Top of Records to process

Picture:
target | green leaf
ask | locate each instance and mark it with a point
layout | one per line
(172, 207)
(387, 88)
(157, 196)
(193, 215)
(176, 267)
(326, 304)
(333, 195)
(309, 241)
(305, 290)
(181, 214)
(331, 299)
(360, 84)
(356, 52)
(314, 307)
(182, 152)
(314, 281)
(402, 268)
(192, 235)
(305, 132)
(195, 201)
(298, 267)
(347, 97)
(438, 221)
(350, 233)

Bottom of Records to process

■ **Assigned task**: A verbatim copy of the records above should be returned.

■ **The completed task**:
Picture:
target | green leaf
ask | locate each instance and mark it with a point
layout | one per line
(172, 207)
(387, 88)
(157, 196)
(193, 215)
(176, 267)
(326, 304)
(333, 195)
(309, 241)
(305, 290)
(181, 214)
(331, 299)
(360, 84)
(356, 52)
(314, 307)
(182, 152)
(314, 281)
(402, 268)
(192, 235)
(305, 132)
(195, 201)
(298, 267)
(347, 97)
(438, 221)
(350, 233)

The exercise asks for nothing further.